DOCUMENT SECTION:
Usually, patients with PFO have no symptoms, but among young patients who have had a stroke of undetermined origin, the PFO may be implicated as the cause. Under certain conditions of increased pressure inside the chest (such as squatting, coughing or sneezing), blood may travel from the right upper chamber to the left upper heart chamber. If there is a clot or other type of particle in the blood in the right side of the heart, it can easily cross the PFO, enter the heart's left side, and then travel out of the heart to the brain, causing a stroke, or into a coronary artery, causing a heart attack.
Until now, these heart defects were usually treated with permanent implants or with blood thinners.
In the new procedure, Dr. Horlick and the multidisciplinary team of interventional cardiologists, nurses, and technologists used the BioSTAR implant to patch the opening in Derwyn's heart. The device, manufactured by NMT Medical of Boston, encourages the heart's own tissue to grow over it, closing the hole and absorbing the device's collagen mesh. To date, the device has been used in Europe, and now in Toronto through the Peter Munk Cardiac Centre. It is in clinical trials in the U.S. and not yet commercially available for patients there.
"The Peter Munk Cardiac Centre is one of the world's leading training centres for new technologies to treat structural heart disease," said Dr. Horlick, adding that "We are expert in interventional technologies and repairs that once required open-heart surgeries and which now allow the patient to recover faster and more easily."

DATASET RECORDS:
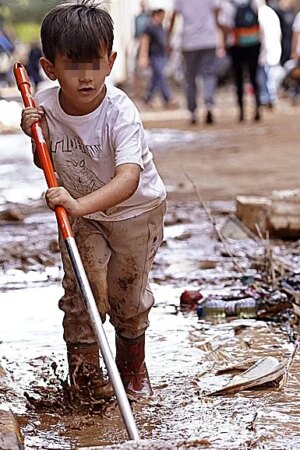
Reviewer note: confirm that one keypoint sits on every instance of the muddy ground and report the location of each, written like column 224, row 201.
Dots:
column 184, row 353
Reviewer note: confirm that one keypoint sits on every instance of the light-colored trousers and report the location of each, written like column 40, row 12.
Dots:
column 201, row 63
column 117, row 257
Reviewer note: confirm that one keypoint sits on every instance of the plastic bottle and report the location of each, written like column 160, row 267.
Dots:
column 246, row 308
column 211, row 309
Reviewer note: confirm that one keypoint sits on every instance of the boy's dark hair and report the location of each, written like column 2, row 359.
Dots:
column 81, row 30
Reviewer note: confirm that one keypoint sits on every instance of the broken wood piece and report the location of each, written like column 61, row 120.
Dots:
column 265, row 370
column 10, row 435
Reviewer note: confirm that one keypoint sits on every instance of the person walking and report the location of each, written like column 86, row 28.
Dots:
column 153, row 54
column 269, row 69
column 110, row 188
column 199, row 41
column 286, row 12
column 239, row 22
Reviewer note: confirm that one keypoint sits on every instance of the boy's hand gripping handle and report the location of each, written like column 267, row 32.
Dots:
column 23, row 84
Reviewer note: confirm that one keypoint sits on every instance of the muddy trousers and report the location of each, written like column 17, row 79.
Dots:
column 117, row 257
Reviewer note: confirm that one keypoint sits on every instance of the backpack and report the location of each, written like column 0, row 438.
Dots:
column 246, row 30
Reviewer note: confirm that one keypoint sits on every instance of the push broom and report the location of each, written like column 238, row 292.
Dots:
column 23, row 84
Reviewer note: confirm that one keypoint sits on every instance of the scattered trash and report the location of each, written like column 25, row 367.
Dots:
column 215, row 308
column 189, row 299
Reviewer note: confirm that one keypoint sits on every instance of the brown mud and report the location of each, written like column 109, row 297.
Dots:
column 183, row 353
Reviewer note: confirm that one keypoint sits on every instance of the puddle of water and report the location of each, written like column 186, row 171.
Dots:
column 20, row 180
column 31, row 335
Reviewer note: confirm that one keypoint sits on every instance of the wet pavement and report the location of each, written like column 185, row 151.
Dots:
column 183, row 352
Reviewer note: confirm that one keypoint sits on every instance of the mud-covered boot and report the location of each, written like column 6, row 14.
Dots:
column 86, row 376
column 130, row 360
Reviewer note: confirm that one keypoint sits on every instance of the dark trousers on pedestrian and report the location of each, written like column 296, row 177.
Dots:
column 200, row 63
column 245, row 57
column 158, row 79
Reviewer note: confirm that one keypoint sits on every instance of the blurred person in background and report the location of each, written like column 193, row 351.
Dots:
column 140, row 24
column 239, row 22
column 33, row 64
column 286, row 12
column 269, row 69
column 153, row 53
column 199, row 41
column 295, row 51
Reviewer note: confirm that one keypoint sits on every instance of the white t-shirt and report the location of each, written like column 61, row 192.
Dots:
column 86, row 150
column 199, row 23
column 296, row 29
column 270, row 33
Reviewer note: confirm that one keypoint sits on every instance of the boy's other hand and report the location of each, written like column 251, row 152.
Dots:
column 59, row 196
column 30, row 116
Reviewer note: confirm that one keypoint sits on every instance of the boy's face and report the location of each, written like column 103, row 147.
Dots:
column 81, row 81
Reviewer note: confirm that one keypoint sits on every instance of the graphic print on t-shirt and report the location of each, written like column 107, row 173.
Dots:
column 75, row 144
column 78, row 179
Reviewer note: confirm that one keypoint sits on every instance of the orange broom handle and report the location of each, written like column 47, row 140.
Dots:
column 23, row 84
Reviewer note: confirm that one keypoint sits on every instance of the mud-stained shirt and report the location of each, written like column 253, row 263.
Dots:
column 86, row 150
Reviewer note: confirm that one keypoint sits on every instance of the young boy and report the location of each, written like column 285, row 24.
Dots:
column 109, row 187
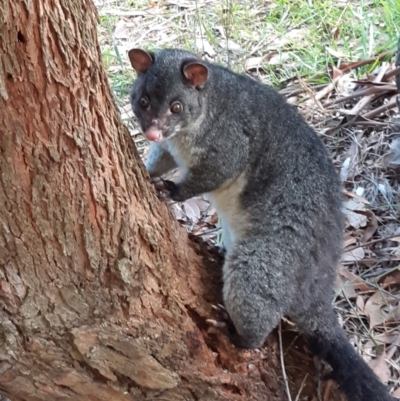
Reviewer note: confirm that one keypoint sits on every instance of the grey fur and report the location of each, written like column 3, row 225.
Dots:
column 275, row 187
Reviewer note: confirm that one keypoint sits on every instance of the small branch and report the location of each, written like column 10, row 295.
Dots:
column 285, row 379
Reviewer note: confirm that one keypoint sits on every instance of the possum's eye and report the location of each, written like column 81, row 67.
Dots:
column 176, row 107
column 144, row 102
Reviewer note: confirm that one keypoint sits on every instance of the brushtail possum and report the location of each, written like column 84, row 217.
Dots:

TASK REQUIREMENTS:
**a.** In the heart-defect text, rewrite the paragraph beginning "In the new procedure" as a short bulleted list that keeps its main facts.
**b.** Carry the heart-defect text forward from the point where it stops.

REPLIES:
**a.**
- Dr. Horlick and a multidisciplinary team of interventional cardiologists, nurses, and technologists used the BioSTAR implant to patch the opening in Derwyn's heart.
- NMT Medical of Boston makes the device.
- The heart's own tissue grows over the device, closing the hole and absorbing its collagen mesh.
- The device has been used in Europe, and now in Toronto through the Peter Munk Cardiac Centre.
- In the U.S., it is in clinical trials and not yet commercially available to patients.

**b.**
During the procedure, a catheter or tube is threaded from the groin through a vein to the left atrium of the heart. A small delivery catheter that holds the device is slipped into this tube and advanced to the septum, the wall which separates the heart into the left and right sides. The implant is pushed through the hole in the septum and is opened out like an umbrella. The device is then retracted until the umbrella-like device covers the hole. A second patch is deployed on the other side of the septum wall so that the hole is firmly plugged on both sides. With time, most of the device dissolves and is covered by natural heart tissue. The procedure is monitored by a sophisticated, miniaturized real-time echocardiogram performed from the inside the heart , which displays the beating heart, including the chambers and the major blood vessels, helping the cardiologist to accurately guide and place the device and assess the effect of placement. Dr, Horlick adjusts and interprets the echo in real time as the procedure progresses.
Toronto General Hospital is a partner in the University Health Network, along with the Toronto Western Hospital and the Princess Margaret Hospital. These research hospitals are affiliated with the University of Toronto. The scope of research at Toronto General Hospital has made this institution a national and international source for cardiovascular discovery, education and patient care, as well as for its innovations in transplantation, surgical innovation, infectious diseases, diabetes and genomic medicine. In addition, the Peter Munk Cardiac Centre at Toronto General Hospital trains more cardiologists and cardiovascular surgeons than any hospital in Canada.